• _Exercise prompt_
Read the data, and whenever a line holds the word "like", report that line.

Start of Block

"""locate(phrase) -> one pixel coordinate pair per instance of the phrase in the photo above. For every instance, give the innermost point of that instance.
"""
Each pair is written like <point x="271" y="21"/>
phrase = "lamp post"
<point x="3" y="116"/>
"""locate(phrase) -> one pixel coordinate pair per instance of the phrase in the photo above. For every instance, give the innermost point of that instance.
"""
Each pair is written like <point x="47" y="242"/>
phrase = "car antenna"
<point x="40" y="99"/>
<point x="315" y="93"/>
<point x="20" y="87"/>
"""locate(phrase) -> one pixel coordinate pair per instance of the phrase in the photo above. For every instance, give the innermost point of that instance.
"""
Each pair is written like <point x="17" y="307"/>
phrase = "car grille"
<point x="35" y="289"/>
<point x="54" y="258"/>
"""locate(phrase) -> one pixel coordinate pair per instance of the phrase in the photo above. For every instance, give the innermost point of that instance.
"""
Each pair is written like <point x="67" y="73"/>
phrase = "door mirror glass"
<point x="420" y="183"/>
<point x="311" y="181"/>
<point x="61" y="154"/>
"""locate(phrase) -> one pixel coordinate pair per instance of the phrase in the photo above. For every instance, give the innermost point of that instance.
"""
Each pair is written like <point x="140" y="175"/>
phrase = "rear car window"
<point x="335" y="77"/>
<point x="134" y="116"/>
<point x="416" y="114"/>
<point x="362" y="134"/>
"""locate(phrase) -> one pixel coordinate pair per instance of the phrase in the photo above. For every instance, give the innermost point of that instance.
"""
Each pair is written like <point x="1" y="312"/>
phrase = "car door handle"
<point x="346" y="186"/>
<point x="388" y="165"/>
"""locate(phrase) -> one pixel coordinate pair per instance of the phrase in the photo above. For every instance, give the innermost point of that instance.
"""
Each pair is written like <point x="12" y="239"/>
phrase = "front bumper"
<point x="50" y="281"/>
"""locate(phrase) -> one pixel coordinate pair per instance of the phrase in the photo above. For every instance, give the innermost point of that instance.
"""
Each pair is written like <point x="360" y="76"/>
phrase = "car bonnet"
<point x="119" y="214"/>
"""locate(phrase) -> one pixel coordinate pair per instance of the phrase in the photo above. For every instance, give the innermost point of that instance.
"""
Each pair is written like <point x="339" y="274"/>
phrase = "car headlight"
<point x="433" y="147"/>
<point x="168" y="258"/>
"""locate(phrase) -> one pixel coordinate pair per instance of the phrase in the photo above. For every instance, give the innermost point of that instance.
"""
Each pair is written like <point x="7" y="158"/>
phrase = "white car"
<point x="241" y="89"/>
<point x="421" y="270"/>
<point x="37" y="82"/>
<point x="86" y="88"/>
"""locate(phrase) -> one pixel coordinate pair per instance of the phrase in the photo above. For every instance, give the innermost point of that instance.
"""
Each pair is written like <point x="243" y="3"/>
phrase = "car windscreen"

End of Block

• _Output below_
Each pair is written like <point x="271" y="21"/>
Each pair is written like <point x="47" y="242"/>
Each pair is written like <point x="17" y="307"/>
Each pair is written like <point x="67" y="73"/>
Each pair is written like <point x="140" y="175"/>
Each pair is written like <point x="1" y="312"/>
Each pair is written like <point x="12" y="239"/>
Each pair is written like <point x="360" y="76"/>
Each pair is written like <point x="339" y="274"/>
Each pair is written like <point x="7" y="158"/>
Each pair is written like <point x="243" y="3"/>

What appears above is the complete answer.